▸ **EXERCISE TEXT**:
'''

Bragg Liquid Aminos -- A Cheap Artificial Soy Sauce

on Saturday, April 9, 2011

There are two basic ways to make soy sauce. One is the traditional method in which soy beans are fermented to break apart the protein using yeast or mold. The cheaper way involves boiling some type of protein in a strong acid like sodium hydroxide (oven cleaner) or hydrochloric acid (stomach acid). Both methods break apart the proteins in soy, grain, veggies, or meat to produce free glutamates, also known as MSG.

Hydrolyzed vegetable protein, using sodium hydroxide or hydrochloric acid baths.


Currently artificial soy producers in the US are negotiating with traditional producers in Japan to determine appropriate labeling for natural and artificial soy sauce.

I find this situation hilarious because "liquid amino" products like Braggs are simply cheaply produced soy sauce, involving chemical processing of vegetable proteins. Recently the FDA decided that they could not label their product "MSG free" anymore because their product contains so much MSG.

Soybeans, wheat, salt, yeast.

'''

▸ **PROBLEMS TO SOLVE**:
(a) Set down the part of the soy sauce text from "Hydrolyzed vegetable protein, using" to "so much MSG.", word for word.
(b) In the soy sauce text, what does the traditional method use to ferment soy beans?

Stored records

'''

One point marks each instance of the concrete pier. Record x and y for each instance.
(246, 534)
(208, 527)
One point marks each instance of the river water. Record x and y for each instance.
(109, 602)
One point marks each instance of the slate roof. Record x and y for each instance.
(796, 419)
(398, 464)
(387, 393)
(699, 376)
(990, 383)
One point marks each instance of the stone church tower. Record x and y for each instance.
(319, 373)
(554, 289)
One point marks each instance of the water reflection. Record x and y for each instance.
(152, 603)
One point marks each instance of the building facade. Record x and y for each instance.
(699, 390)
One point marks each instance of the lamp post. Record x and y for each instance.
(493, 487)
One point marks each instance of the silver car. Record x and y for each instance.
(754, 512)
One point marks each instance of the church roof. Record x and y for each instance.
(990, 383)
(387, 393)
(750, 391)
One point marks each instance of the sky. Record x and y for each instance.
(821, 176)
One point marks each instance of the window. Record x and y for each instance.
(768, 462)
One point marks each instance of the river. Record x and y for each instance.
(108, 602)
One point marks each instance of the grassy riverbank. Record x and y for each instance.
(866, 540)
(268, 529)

'''

▸ **RESULTS IN ORDER**:
(a)
Hydrolyzed vegetable protein, using sodium hydroxide or hydrochloric acid baths.


Currently artificial soy producers in the US are negotiating with traditional producers in Japan to determine appropriate labeling for natural and artificial soy sauce.

I find this situation hilarious because "liquid amino" products like Braggs are simply cheaply produced soy sauce, involving chemical processing of vegetable proteins. Recently the FDA decided that they could not label their product "MSG free" anymore because their product contains so much MSG.

(b) Yeast or mold.